**Written instruction:** Reproduce everything from the start of the entries down to the line containing "37 154 L 37", requests included. Shift every number in the answers, both the viewBox values and the path coordinates, by -146.

[Source records]
________________
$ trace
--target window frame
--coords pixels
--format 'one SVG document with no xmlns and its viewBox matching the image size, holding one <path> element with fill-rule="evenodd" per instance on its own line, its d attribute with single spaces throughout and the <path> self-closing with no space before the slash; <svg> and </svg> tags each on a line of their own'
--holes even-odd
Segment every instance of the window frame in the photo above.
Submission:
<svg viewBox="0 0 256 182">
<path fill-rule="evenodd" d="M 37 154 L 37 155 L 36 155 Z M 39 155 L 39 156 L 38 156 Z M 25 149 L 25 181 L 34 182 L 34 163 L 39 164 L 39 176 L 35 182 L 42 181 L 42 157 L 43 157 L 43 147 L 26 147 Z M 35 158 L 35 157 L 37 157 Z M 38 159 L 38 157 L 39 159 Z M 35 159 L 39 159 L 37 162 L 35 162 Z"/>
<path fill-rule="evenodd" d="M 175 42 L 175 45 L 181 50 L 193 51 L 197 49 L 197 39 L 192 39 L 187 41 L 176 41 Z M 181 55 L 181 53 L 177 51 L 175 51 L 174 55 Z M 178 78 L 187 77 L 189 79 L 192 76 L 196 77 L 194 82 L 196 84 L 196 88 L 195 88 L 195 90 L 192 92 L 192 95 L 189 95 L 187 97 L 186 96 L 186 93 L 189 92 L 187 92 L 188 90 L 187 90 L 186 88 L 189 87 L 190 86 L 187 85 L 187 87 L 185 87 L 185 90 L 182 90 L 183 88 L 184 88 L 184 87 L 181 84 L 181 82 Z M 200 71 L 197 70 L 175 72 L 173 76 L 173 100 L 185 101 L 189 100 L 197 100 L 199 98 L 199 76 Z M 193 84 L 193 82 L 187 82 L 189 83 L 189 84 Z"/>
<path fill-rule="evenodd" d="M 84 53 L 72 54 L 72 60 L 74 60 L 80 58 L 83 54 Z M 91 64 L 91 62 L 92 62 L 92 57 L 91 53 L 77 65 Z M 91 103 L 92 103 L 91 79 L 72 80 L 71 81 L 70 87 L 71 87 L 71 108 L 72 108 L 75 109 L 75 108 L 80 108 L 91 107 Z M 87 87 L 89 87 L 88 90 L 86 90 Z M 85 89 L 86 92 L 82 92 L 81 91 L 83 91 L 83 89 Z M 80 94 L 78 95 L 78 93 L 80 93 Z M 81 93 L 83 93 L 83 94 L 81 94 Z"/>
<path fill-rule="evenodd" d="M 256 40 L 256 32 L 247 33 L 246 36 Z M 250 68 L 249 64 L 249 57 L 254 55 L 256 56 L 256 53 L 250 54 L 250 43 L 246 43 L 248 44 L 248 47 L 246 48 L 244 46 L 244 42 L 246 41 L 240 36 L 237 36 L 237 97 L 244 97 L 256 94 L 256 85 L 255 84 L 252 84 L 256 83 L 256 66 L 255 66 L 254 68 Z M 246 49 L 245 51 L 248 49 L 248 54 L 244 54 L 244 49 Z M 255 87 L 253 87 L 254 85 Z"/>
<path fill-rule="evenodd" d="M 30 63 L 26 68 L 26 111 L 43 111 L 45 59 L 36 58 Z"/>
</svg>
________________
**Finished answer:**
$ trace
--target window frame
--coords pixels
--format 'one SVG document with no xmlns and its viewBox matching the image size, holding one <path> element with fill-rule="evenodd" per instance on its own line, its d attribute with single spaces throughout and the <path> self-closing with no space before the slash; <svg> and </svg> tags each on a line of their own'
--holes even-odd
Segment every instance of the window frame in the photo above.
Submission:
<svg viewBox="-146 -146 110 36">
<path fill-rule="evenodd" d="M -109 8 L -109 9 L -110 9 Z M -107 9 L -107 10 L -108 10 Z M -121 3 L -121 35 L -112 36 L -112 17 L -107 18 L -107 30 L -111 36 L -104 35 L -104 11 L -103 11 L -103 1 L -120 1 Z M -111 12 L -111 11 L -109 11 Z M -108 13 L -108 11 L -107 13 Z M -111 13 L -107 13 L -109 16 L -111 16 Z"/>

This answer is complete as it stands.